— begin Excerpted records —

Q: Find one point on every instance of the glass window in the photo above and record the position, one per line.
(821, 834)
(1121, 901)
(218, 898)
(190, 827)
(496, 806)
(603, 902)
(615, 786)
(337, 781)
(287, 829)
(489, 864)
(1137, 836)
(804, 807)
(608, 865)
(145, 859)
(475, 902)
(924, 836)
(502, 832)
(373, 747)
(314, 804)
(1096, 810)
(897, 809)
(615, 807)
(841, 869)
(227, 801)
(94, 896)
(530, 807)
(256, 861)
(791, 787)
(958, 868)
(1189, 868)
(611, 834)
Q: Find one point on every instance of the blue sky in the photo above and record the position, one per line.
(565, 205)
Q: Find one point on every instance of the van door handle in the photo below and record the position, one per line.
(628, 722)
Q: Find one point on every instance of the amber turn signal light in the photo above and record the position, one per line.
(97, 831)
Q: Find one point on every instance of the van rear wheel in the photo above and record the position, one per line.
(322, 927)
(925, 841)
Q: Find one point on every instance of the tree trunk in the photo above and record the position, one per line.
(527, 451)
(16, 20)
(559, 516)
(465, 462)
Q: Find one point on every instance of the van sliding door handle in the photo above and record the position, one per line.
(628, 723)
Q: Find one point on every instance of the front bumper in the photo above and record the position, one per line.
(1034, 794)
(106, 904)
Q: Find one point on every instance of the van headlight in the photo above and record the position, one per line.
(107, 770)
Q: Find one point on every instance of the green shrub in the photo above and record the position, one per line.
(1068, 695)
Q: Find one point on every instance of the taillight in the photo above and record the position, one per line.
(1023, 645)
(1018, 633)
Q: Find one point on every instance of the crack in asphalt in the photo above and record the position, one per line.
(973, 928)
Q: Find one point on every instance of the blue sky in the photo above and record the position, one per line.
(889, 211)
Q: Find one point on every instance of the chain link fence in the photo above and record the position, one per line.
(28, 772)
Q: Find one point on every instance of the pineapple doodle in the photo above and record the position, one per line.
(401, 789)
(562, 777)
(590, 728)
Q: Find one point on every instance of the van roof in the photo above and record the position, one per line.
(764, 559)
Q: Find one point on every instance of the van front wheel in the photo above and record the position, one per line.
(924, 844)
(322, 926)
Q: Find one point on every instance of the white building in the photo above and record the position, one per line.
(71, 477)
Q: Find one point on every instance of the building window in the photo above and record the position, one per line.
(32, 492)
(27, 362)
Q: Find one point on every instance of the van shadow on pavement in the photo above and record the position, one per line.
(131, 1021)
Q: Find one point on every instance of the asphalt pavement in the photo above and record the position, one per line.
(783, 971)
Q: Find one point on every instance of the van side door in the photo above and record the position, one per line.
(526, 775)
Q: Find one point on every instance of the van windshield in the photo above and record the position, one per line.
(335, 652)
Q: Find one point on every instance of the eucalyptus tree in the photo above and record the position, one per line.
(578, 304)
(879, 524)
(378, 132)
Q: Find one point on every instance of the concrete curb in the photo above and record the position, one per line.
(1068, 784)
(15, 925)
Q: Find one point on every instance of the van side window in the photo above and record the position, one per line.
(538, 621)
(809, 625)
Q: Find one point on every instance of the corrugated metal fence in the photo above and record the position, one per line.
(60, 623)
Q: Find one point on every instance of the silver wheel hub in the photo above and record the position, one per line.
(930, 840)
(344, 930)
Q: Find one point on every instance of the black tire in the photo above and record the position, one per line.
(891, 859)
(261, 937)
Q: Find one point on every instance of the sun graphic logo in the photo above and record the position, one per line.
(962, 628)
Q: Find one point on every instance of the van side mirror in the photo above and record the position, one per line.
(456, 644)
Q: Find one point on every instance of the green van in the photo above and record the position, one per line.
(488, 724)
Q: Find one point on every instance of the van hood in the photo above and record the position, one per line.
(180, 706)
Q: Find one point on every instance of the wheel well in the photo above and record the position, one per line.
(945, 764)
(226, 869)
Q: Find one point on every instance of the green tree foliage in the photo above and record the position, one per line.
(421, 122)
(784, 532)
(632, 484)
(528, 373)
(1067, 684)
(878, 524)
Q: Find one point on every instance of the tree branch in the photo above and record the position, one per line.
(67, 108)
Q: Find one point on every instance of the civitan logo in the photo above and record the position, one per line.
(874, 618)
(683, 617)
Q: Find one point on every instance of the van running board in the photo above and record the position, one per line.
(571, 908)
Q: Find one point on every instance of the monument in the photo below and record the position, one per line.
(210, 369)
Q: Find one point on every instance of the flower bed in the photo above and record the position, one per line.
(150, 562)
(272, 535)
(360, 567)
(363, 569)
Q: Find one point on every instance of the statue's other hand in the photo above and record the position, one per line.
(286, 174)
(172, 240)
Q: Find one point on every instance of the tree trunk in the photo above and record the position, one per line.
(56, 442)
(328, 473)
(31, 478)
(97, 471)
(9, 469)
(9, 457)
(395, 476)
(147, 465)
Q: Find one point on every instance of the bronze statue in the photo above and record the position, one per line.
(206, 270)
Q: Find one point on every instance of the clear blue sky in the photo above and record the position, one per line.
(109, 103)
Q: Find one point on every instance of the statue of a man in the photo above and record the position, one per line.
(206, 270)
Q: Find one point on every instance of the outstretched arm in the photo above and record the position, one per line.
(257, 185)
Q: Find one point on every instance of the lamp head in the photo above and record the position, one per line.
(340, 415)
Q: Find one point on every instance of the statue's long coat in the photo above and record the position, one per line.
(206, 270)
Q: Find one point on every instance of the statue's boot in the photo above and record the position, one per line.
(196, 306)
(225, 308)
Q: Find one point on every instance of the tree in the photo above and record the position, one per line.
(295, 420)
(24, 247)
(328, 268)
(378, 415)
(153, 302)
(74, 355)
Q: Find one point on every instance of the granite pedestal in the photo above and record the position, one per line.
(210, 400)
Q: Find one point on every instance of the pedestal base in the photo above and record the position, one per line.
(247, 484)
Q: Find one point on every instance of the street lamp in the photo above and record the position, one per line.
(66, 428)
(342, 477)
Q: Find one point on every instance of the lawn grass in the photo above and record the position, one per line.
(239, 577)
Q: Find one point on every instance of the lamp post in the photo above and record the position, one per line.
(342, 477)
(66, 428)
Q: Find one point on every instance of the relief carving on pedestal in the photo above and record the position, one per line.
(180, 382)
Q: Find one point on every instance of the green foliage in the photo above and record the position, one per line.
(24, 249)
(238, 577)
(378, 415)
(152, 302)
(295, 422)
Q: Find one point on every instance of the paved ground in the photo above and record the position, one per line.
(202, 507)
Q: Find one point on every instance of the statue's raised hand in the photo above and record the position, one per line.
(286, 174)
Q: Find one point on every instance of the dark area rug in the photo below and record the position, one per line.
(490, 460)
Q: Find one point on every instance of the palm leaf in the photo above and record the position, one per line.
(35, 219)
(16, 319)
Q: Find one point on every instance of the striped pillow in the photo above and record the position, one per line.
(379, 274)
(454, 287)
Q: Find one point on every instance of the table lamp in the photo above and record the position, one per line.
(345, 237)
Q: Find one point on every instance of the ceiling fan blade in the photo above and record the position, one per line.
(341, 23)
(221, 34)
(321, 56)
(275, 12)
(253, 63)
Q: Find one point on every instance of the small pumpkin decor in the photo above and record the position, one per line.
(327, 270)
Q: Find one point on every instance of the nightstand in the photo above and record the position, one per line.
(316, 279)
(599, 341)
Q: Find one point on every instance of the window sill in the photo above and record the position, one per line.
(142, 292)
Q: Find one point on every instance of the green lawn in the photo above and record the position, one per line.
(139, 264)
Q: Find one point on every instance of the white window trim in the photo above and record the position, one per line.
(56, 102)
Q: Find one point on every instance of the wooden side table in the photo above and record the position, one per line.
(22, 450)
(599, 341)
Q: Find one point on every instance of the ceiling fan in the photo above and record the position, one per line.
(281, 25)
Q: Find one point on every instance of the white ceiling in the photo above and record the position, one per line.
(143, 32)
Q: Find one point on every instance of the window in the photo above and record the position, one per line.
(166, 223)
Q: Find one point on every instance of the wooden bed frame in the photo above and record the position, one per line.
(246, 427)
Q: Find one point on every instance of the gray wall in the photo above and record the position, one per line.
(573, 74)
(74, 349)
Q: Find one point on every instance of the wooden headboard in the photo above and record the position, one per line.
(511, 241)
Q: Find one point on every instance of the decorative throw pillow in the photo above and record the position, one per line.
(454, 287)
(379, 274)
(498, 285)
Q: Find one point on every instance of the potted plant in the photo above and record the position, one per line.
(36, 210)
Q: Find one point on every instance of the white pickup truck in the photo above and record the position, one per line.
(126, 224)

— end Excerpted records —

Please quote exactly the lines from the one containing "Q: Find one point on every instance of the wooden side" through the last line of the records above, both included, and nothing else.

-- Answer to this task --
Q: Find one point on every instance of the wooden side table in the photo above and record the position, one per line.
(22, 450)
(599, 341)
Q: Find one point on every instance of the ceiling fan in the photo above and record the position, one per line.
(281, 25)
Q: Find one point on every instance of the white ceiling in the photo above and record the position, one per line.
(143, 32)
Q: Find one point on every instance of the window in the photo above and record the position, one per line.
(166, 223)
Q: Find one point on every instance of the wooden bed frame in the photo above and record the position, one per line.
(246, 427)
Q: Find one point on every instance of the gray wall in the photo above and record the position, one per line.
(573, 74)
(74, 349)
Q: Find one point on every instance of the wooden headboard in the photo above and record the position, one per line.
(511, 241)
Q: Find one point on every instance of the decorative throw pillow in the photo above and record the position, one per line.
(454, 287)
(379, 274)
(498, 285)
Q: Find one point on every instance of the potted plant in the photo above and record the position, one per line.
(36, 210)
Q: Find one point on every instance of the white pickup truck in the photo above and record the position, one per line.
(126, 224)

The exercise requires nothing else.